# Data to process
━━━

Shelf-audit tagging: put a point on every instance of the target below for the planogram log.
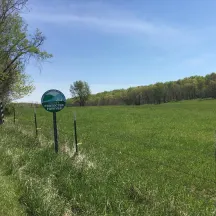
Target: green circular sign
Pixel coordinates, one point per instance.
(53, 100)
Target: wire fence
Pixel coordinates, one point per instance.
(68, 137)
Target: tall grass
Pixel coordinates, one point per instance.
(148, 160)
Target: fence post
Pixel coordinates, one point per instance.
(35, 120)
(1, 113)
(75, 134)
(14, 114)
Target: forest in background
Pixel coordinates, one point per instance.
(194, 87)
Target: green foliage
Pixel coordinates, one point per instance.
(80, 91)
(147, 160)
(186, 89)
(17, 47)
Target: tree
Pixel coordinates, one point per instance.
(17, 48)
(80, 90)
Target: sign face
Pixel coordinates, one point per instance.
(53, 100)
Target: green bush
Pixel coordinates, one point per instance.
(8, 109)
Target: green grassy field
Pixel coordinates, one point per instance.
(141, 160)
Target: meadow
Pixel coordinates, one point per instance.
(133, 160)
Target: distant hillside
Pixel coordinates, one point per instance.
(193, 87)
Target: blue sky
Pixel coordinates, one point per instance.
(115, 44)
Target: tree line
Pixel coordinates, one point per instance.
(189, 88)
(17, 48)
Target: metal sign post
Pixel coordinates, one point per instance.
(35, 119)
(1, 114)
(75, 133)
(54, 101)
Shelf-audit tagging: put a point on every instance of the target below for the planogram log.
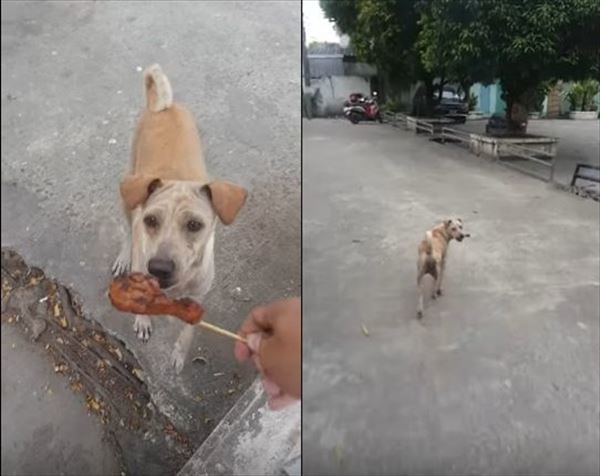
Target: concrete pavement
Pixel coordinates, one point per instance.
(501, 376)
(71, 91)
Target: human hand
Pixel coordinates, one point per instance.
(273, 334)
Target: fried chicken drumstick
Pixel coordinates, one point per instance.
(140, 294)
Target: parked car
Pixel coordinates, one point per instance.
(452, 106)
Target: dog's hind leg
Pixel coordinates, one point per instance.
(420, 303)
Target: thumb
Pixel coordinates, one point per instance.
(253, 341)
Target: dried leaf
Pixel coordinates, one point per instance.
(138, 373)
(117, 352)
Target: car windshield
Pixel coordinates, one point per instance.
(448, 94)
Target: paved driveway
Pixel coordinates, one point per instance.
(501, 377)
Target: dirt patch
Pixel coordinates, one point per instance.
(97, 365)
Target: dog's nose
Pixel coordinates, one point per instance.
(161, 268)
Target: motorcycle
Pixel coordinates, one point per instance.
(358, 108)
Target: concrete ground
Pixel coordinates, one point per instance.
(501, 376)
(578, 142)
(71, 91)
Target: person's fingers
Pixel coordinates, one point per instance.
(271, 388)
(241, 351)
(280, 402)
(253, 340)
(260, 319)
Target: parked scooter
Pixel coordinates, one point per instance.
(358, 108)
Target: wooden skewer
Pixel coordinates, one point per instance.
(223, 332)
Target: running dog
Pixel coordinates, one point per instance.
(432, 256)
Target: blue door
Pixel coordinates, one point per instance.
(484, 99)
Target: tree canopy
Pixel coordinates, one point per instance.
(526, 44)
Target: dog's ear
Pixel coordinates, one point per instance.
(135, 189)
(227, 199)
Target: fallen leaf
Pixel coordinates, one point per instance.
(117, 352)
(61, 368)
(138, 373)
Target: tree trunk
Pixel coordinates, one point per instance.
(516, 113)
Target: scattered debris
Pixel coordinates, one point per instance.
(97, 365)
(138, 373)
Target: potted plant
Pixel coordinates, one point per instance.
(581, 96)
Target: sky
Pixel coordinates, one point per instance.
(317, 27)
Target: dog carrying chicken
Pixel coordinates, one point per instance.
(140, 294)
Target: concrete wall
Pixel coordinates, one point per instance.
(331, 92)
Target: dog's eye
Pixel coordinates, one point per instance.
(151, 221)
(194, 225)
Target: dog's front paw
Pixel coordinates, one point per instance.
(142, 327)
(178, 359)
(122, 264)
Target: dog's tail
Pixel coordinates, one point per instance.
(158, 92)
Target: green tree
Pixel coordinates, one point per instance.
(383, 33)
(526, 44)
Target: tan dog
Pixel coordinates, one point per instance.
(432, 256)
(172, 205)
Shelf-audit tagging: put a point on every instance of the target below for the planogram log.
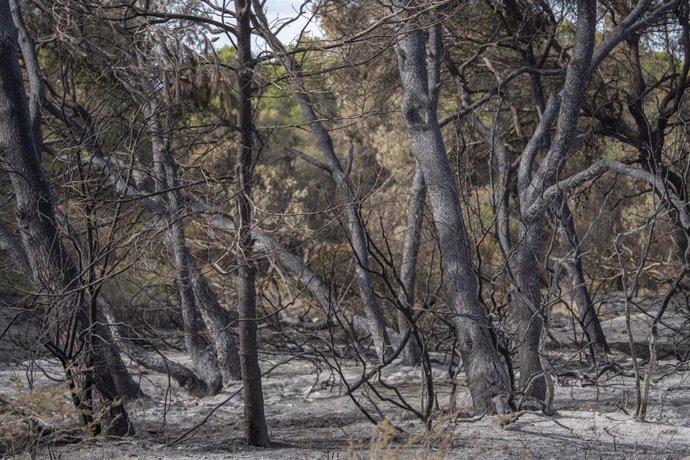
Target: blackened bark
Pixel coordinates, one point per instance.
(53, 272)
(254, 417)
(358, 235)
(486, 375)
(155, 361)
(411, 354)
(527, 308)
(205, 363)
(596, 340)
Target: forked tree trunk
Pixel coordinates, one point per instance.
(53, 272)
(256, 430)
(486, 375)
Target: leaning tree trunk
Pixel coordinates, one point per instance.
(588, 317)
(53, 272)
(204, 361)
(256, 430)
(358, 234)
(486, 375)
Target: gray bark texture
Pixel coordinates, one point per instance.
(580, 293)
(205, 362)
(486, 375)
(53, 272)
(115, 173)
(411, 354)
(255, 427)
(358, 235)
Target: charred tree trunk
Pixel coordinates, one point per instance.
(486, 375)
(78, 344)
(589, 320)
(358, 234)
(411, 354)
(204, 360)
(256, 430)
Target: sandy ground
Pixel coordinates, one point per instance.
(310, 414)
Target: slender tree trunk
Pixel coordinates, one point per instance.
(52, 270)
(486, 375)
(204, 361)
(358, 235)
(153, 360)
(587, 315)
(217, 326)
(411, 354)
(255, 419)
(527, 313)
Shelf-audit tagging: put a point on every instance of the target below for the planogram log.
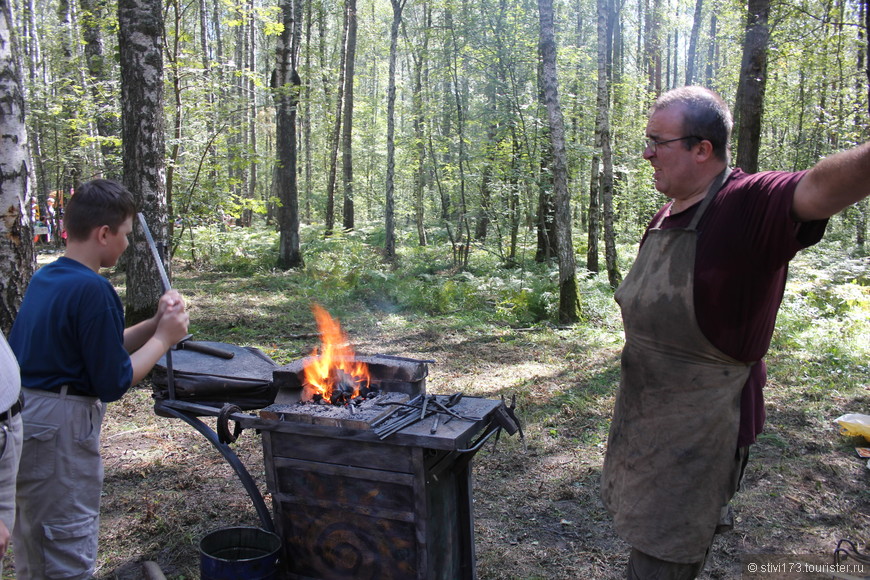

━━━

# Work required
Set down the entries word for word, omitting all pictures.

# Output for this exercise
Shelf-audit tagging: put a point on every instance of the target below for the planogram log.
Target: green circular sign
Pixel coordinates, one point per instance.
(53, 100)
Target: wire fence
Pixel coordinates, one point per instance.
(68, 137)
Target: tall grass
Pixel coordinates, one point per instance.
(148, 160)
Target: fence post
Pixel coordinates, one point per instance.
(35, 120)
(1, 113)
(75, 134)
(14, 114)
Target: forest in background
Pixel coordinates, one point per instance.
(194, 87)
Target: green foliage
Pixel coordinates, one point per instance.
(80, 91)
(147, 160)
(186, 89)
(17, 47)
Target: tree
Pixel coordinates, one point per instance.
(17, 48)
(80, 90)
Target: sign face
Pixel coordinates, one point per instance.
(53, 100)
Target: green bush
Pixel coordinates, one point per instance.
(8, 109)
Target: green grassy field
Pixel coordinates, one point per instance.
(141, 160)
Target: meadow
Pixel coordinates, one point per instance.
(133, 160)
Target: distant hillside
Pixel coordinates, one point per instance.
(193, 87)
Target: blue sky
Pixel coordinates, one point per instance.
(115, 44)
Target: tree line
Pixel coordinates, one point per instance.
(189, 88)
(17, 48)
Target: metal sign post
Pixel coordinates, one point per instance.
(35, 119)
(1, 114)
(75, 133)
(54, 101)
Shelf-audit tagging: put a point on every instance of the target below for the planogram log.
Target: concrete pavement
Pixel coordinates, one point per instance.
(501, 376)
(71, 91)
Target: human hand
Pixel coordinates, one point per instance.
(273, 334)
Target: fried chicken drumstick
Pixel coordinates, one point per instance.
(140, 294)
Target: parked car
Pixel coordinates, one point per instance.
(452, 106)
Target: dog's hind leg
Pixel coordinates, one point per instance.
(420, 303)
Target: thumb
Pixel coordinates, one point per instance.
(253, 341)
Target: dried leaf
Pixel coordinates, one point per instance.
(138, 373)
(117, 352)
Target: car windshield
Pixel coordinates, one point per instance.
(448, 94)
Target: paved driveway
Pixel coordinates, one point per instance.
(501, 377)
Target: dirt patch
Pixel coordinates, one point per instance.
(97, 365)
Target: dog's nose
Pixel coordinates, one point per instance.
(161, 268)
Target: motorcycle
Pixel coordinates, one point per instance.
(358, 108)
Target: concrete ground
Pixel coordinates, one point per instance.
(501, 376)
(578, 142)
(71, 91)
Target: person's fingers
Pixel coordinates, one point per instance.
(271, 388)
(241, 351)
(280, 402)
(253, 340)
(260, 319)
Target: parked scooter
Pixel coordinates, one point per instance.
(358, 108)
Target: wooden skewer
Pixel coordinates, one point per instance.
(223, 332)
Target: running dog
Pixel coordinates, one point per instance.
(432, 256)
Target: blue door
Pixel coordinates, one point per instance.
(484, 99)
Target: tree canopy
Pixel coordinates, one point per instance.
(526, 44)
Target: dog's ear
Pixel coordinates, one point per instance.
(135, 189)
(227, 199)
Target: fallen leaf
Pixel coordinates, one point per instance.
(117, 352)
(61, 368)
(138, 373)
Target: tree trunk
Pixel coordinates, one point per instance.
(516, 113)
Target: scattered debris
Pixel coordinates, one point per instance.
(97, 365)
(138, 373)
Target: potted plant
Pixel coordinates, one point per instance.
(581, 96)
Target: sky
Pixel coordinates, one point per instance.
(317, 27)
Target: dog carrying chicken
Pixel coordinates, one point per instance.
(140, 294)
Target: concrete wall
Pixel coordinates, one point per instance.
(331, 92)
Target: dog's eye
Pixel coordinates, one point per instance.
(151, 221)
(194, 225)
Target: dog's front paw
Pixel coordinates, one point per instance.
(142, 327)
(178, 359)
(122, 264)
Target: dog's tail
Pixel coordinates, one point per instance.
(158, 92)
Target: green tree
Pixel coordinates, one point per instance.
(383, 33)
(526, 44)
Target: tan dog
Pixel coordinates, one point per instance.
(432, 256)
(172, 205)
Shelf-audit tagging: put a point on every instance of the target below for the planogram log.
Target: blackened bark
Pixel coordinates, one point per instance.
(53, 272)
(254, 417)
(358, 235)
(486, 375)
(155, 361)
(411, 354)
(527, 308)
(205, 363)
(596, 340)
Target: forked tree trunk
Pixel coordinates, one point per instance.
(53, 272)
(256, 430)
(486, 375)
Target: leaning tree trunk
Pixel coordinates, one point per instance.
(588, 317)
(53, 272)
(204, 361)
(256, 430)
(358, 234)
(486, 375)
Target: gray bark texture
Pixel coordinates, one point per instance.
(580, 293)
(205, 362)
(486, 375)
(53, 272)
(115, 173)
(411, 354)
(255, 427)
(358, 235)
Target: charred tree trunk
Pixel coordinates, one point per instance.
(486, 375)
(78, 344)
(589, 320)
(358, 234)
(411, 354)
(204, 360)
(256, 430)
Target: sandy ground
Pixel coordinates, one point per instance.
(310, 414)
Target: slender tree trunk
Pixel coordinates, one point per instance.
(52, 270)
(486, 375)
(204, 361)
(358, 235)
(153, 360)
(587, 315)
(217, 326)
(411, 354)
(255, 419)
(527, 313)
Shelf-audit tagging: put a point on every instance of the target below for the planogram log.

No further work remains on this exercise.